◆ **Required action**
Please give the data below again in full, exactly as it stands.

◆ **Study material**

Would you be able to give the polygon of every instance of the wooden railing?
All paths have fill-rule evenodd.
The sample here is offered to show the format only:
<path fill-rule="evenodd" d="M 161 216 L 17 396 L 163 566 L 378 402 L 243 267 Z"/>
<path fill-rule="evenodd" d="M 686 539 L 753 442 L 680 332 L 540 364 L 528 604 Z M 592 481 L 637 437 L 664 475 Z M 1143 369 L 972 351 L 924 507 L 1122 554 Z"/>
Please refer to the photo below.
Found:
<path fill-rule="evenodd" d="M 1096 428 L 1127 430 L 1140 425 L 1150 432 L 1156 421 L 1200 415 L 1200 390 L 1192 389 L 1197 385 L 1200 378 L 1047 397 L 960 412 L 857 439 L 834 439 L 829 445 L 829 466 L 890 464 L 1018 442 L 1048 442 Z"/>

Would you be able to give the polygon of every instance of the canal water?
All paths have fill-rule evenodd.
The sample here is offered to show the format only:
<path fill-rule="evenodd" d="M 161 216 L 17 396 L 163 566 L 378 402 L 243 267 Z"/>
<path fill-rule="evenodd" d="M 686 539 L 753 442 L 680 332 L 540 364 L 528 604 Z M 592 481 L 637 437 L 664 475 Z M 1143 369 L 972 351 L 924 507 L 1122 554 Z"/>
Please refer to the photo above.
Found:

◆ **Response**
Would you be able to give the polygon of every instance of the wooden railing?
All paths have fill-rule evenodd.
The sample here is offered to show the format only:
<path fill-rule="evenodd" d="M 161 216 L 17 396 L 163 566 L 378 402 L 243 267 Z"/>
<path fill-rule="evenodd" d="M 686 539 L 753 442 L 680 332 L 540 364 L 528 604 Z M 592 481 L 637 437 L 664 475 Z M 1143 369 L 972 351 L 924 507 L 1122 554 Z"/>
Please refer to the photo below.
Found:
<path fill-rule="evenodd" d="M 1096 428 L 1127 430 L 1140 425 L 1150 432 L 1156 421 L 1200 415 L 1200 390 L 1192 389 L 1197 385 L 1200 378 L 1047 397 L 960 412 L 857 439 L 834 439 L 829 445 L 829 466 L 890 464 L 1018 442 L 1048 442 Z"/>

Would you be able to give the polygon of every instance of the canal water?
All paths have fill-rule evenodd.
The sample here is offered to show the format only:
<path fill-rule="evenodd" d="M 161 216 L 17 396 L 163 566 L 378 402 L 243 267 Z"/>
<path fill-rule="evenodd" d="M 686 539 L 753 442 L 680 332 L 540 364 L 528 604 Z M 592 481 L 637 437 L 664 475 Z M 1143 369 L 972 351 L 924 507 L 1122 554 Z"/>
Please refer to the photo above.
Found:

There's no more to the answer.